(Stated task) Please arrange the records below as a two-column CSV with the headers "query" and "result", one row per record. Put each record's text and its answer in a single quoted field, with every line break replaced by a space.

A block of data

######

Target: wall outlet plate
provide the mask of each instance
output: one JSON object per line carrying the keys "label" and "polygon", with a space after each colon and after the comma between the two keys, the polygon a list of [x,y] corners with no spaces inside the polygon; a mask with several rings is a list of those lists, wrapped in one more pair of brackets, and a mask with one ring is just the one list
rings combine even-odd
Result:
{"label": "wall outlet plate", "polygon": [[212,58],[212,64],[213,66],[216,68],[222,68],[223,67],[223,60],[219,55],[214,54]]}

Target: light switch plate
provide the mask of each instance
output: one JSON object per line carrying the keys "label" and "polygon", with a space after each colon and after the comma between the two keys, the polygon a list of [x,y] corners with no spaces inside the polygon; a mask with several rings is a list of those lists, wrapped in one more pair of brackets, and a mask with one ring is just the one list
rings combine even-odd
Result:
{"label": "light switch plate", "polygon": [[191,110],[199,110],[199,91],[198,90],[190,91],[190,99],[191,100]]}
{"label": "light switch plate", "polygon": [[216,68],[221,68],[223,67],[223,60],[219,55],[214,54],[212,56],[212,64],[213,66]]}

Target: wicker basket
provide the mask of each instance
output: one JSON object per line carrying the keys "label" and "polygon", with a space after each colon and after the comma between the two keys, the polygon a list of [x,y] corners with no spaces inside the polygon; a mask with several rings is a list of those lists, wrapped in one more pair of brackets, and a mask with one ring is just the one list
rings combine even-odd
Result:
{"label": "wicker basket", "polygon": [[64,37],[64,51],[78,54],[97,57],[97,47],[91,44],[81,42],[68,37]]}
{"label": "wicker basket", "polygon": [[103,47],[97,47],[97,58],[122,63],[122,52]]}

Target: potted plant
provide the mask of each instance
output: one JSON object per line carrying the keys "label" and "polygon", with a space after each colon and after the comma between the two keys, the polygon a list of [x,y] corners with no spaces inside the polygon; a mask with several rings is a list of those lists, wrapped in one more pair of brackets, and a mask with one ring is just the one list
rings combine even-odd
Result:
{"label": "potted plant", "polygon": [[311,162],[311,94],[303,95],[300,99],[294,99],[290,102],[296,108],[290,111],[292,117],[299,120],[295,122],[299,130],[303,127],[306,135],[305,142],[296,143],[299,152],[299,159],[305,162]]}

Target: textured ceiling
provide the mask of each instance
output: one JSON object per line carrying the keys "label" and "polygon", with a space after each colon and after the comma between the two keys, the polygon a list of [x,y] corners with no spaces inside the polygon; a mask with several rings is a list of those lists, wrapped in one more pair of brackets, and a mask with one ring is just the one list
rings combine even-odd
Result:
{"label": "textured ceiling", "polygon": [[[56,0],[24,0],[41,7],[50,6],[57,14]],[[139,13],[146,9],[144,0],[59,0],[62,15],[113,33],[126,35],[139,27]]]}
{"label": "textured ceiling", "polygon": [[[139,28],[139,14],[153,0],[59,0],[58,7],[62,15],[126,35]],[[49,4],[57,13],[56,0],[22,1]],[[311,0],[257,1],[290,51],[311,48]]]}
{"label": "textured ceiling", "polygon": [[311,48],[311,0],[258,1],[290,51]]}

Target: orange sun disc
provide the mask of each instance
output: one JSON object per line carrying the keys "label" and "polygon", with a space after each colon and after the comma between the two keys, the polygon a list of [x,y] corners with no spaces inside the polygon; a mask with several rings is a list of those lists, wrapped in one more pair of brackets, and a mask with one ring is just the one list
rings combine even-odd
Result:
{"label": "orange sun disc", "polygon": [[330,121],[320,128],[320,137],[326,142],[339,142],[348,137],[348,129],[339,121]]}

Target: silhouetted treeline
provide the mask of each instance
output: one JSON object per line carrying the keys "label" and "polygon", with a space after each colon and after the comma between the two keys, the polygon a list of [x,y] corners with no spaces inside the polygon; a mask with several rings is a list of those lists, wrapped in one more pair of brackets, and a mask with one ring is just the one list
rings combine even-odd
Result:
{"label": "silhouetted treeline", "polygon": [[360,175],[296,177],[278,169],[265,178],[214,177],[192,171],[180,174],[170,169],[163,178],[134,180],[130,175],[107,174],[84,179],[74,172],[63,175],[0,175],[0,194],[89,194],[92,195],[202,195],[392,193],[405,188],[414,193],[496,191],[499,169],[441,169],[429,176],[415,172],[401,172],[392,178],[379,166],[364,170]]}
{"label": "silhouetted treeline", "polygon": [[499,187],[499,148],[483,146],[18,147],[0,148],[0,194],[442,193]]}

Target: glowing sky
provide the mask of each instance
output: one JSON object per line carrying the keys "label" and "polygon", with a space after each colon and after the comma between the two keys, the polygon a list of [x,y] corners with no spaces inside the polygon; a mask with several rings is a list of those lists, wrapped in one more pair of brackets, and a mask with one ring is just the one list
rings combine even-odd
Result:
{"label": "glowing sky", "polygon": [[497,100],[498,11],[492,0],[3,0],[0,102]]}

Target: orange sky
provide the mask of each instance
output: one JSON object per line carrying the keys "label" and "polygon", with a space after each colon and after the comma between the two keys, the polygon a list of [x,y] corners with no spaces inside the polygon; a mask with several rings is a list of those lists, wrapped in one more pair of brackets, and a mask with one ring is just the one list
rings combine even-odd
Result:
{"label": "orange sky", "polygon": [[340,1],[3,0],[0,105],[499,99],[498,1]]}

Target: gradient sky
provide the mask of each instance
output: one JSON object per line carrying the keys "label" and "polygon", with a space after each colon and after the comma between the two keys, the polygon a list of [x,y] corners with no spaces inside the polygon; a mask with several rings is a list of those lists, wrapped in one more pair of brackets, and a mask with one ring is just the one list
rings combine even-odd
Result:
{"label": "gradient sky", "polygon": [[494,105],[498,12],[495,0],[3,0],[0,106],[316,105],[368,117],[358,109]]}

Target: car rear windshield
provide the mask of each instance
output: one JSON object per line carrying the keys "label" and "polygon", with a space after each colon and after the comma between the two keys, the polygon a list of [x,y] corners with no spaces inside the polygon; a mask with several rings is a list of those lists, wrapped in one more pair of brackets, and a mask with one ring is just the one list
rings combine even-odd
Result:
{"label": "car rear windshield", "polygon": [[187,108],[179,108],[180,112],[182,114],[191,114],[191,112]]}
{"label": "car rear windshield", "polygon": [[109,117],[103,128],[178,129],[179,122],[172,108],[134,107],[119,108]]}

######

(Exercise output)
query,result
"Target: wall outlet plate provide the mask of each instance output: one JSON object per line carrying the keys ""label"" and ""polygon"", with a space after each colon and after the comma between the two keys, the polygon a list of [x,y] corners with no spaces inside the polygon; a mask with several rings is a list of those lists, wrapped in one more pair of brackets, and a mask with one ring is just the one list rings combine even-odd Result:","{""label"": ""wall outlet plate"", ""polygon"": [[212,58],[212,64],[213,66],[216,68],[222,68],[223,67],[223,60],[219,55],[214,54]]}"
"Target: light switch plate provide the mask of each instance output: one JSON object per line carrying the keys ""label"" and ""polygon"", with a space after each colon and after the comma between the two keys, the polygon a list of [x,y] corners with no spaces inside the polygon; a mask with several rings is a list of those lists, wrapped in one more pair of brackets, and a mask with one ring is just the one list rings combine even-odd Result:","{""label"": ""light switch plate"", ""polygon"": [[191,110],[199,110],[199,91],[198,90],[190,91],[190,99],[191,100]]} {""label"": ""light switch plate"", ""polygon"": [[216,68],[221,68],[223,67],[223,60],[219,55],[214,54],[212,56],[212,64],[213,66]]}"
"Target: wicker basket provide the mask of each instance output: one JSON object per line carrying the keys ""label"" and ""polygon"", with a space after each colon and after the comma between the two keys, the polygon a list of [x,y] corners with no spaces inside the polygon; a mask with several rings is a list of those lists, wrapped in one more pair of brackets, and a mask with one ring is just the one list rings combine even-odd Result:","{""label"": ""wicker basket"", ""polygon"": [[64,37],[64,51],[78,54],[97,57],[97,47],[91,44],[81,42],[68,37]]} {""label"": ""wicker basket"", ""polygon"": [[103,47],[97,47],[97,58],[122,63],[122,52]]}"
"Target: potted plant provide the mask of each instance output: one JSON object per line carrying the keys ""label"" and ""polygon"", with a space after each colon and after the comma between the two keys, the polygon a list of [x,y] corners with no spaces inside the polygon; a mask with several rings is a list of those lists, wrapped in one more pair of brackets, and a mask with one ring is just the one list rings combine even-odd Result:","{""label"": ""potted plant"", ""polygon"": [[311,162],[311,94],[303,95],[300,99],[294,99],[290,102],[296,108],[290,111],[292,117],[299,120],[295,122],[299,130],[303,127],[306,135],[305,142],[296,143],[299,152],[299,159],[305,162]]}"
"Target: textured ceiling provide the mask of each instance output: one JSON object per line carrying the keys ""label"" and ""polygon"", with a space after each colon and after the comma between the two keys, the polygon a list of [x,y] corners with no spaces inside the polygon; a mask with several rings is a list of those lists, wrapped in one more pair of brackets, and a mask with one ring is just the one list rings combine even-odd Result:","{""label"": ""textured ceiling"", ""polygon"": [[[56,0],[24,0],[41,7],[50,6],[57,14]],[[139,13],[146,9],[144,0],[59,0],[62,15],[113,33],[126,35],[139,27]]]} {""label"": ""textured ceiling"", ""polygon"": [[[139,28],[139,14],[153,0],[59,0],[58,7],[62,15],[126,35]],[[49,4],[57,13],[56,0],[22,1]],[[311,0],[257,1],[290,51],[311,48]]]} {""label"": ""textured ceiling"", ""polygon"": [[311,48],[311,0],[258,1],[290,51]]}"
"Target: orange sun disc provide the mask of each instance output: one JSON object per line carrying the keys ""label"" and ""polygon"", with a space after each colon and after the comma between the two keys, the polygon a list of [x,y] corners with no spaces inside the polygon; a mask with several rings is a list of those lists, wrapped in one more pair of brackets, and a mask with one ring is just the one list rings combine even-odd Result:","{""label"": ""orange sun disc"", ""polygon"": [[330,121],[320,128],[320,137],[326,142],[339,142],[348,137],[348,129],[339,121]]}"
"Target: silhouetted treeline provide the mask of each instance output: one JSON object per line carrying the keys ""label"" and ""polygon"", with a space after each colon and after the comma between the two keys, the polygon a list of [x,y] corners with no spaces inside the polygon; a mask with several rings is a list of those lists, wrapped in one more pair of brackets, and a mask with one ring is just the one list rings combine even-odd Result:","{""label"": ""silhouetted treeline"", ""polygon"": [[360,175],[296,177],[278,169],[265,178],[214,177],[192,171],[180,174],[170,169],[163,178],[134,180],[130,175],[107,174],[84,179],[74,172],[63,175],[0,175],[0,194],[89,194],[92,195],[202,195],[392,193],[405,188],[414,193],[496,191],[499,169],[441,169],[429,176],[415,172],[401,172],[392,178],[379,166],[364,170]]} {""label"": ""silhouetted treeline"", ""polygon"": [[499,187],[499,148],[483,146],[18,147],[0,148],[0,194],[442,193]]}"
"Target: glowing sky provide the mask of each instance output: one JSON object per line carrying the keys ""label"" and ""polygon"", with a space after each colon and after the comma between the two keys, the polygon a list of [x,y] corners with no spaces inside the polygon; a mask with several rings is a list of those lists, wrapped in one more pair of brackets, and a mask with one ring is just the one list rings combine even-odd Result:","{""label"": ""glowing sky"", ""polygon"": [[497,100],[498,11],[492,0],[3,0],[0,102]]}"
"Target: orange sky provide the mask of each instance output: one JSON object per line carrying the keys ""label"" and ""polygon"", with a space after each colon and after the comma between the two keys, the polygon a list of [x,y] corners with no spaces inside the polygon; a mask with several rings is a list of those lists, wrapped in one more pair of brackets, and a mask with one ring is just the one list rings combine even-odd Result:","{""label"": ""orange sky"", ""polygon"": [[340,1],[3,0],[0,105],[499,99],[498,1]]}"
"Target: gradient sky provide the mask of each instance output: one JSON object per line carrying the keys ""label"" and ""polygon"", with a space after each colon and after the comma between the two keys, the polygon a list of [x,y] corners with no spaces inside the polygon; a mask with several rings is a list of those lists, wrapped in one more pair of brackets, and a mask with one ring is just the one list rings combine even-odd Result:","{""label"": ""gradient sky"", ""polygon"": [[494,105],[498,12],[495,0],[3,0],[0,106],[316,105],[368,117],[358,109]]}"
"Target: car rear windshield provide the mask of each instance output: one JSON object per line carrying the keys ""label"" and ""polygon"", with a space after each colon and after the comma between the two keys, the polygon a list of [x,y] corners with no spaces inside the polygon; a mask with several rings is a list of those lists, wrapped in one more pair of brackets, and a mask with one ring is just the one list rings combine even-odd Result:","{""label"": ""car rear windshield"", ""polygon"": [[187,108],[179,108],[180,112],[182,114],[191,114],[191,112]]} {""label"": ""car rear windshield"", ""polygon"": [[109,117],[103,128],[178,129],[179,122],[172,108],[134,107],[119,108]]}"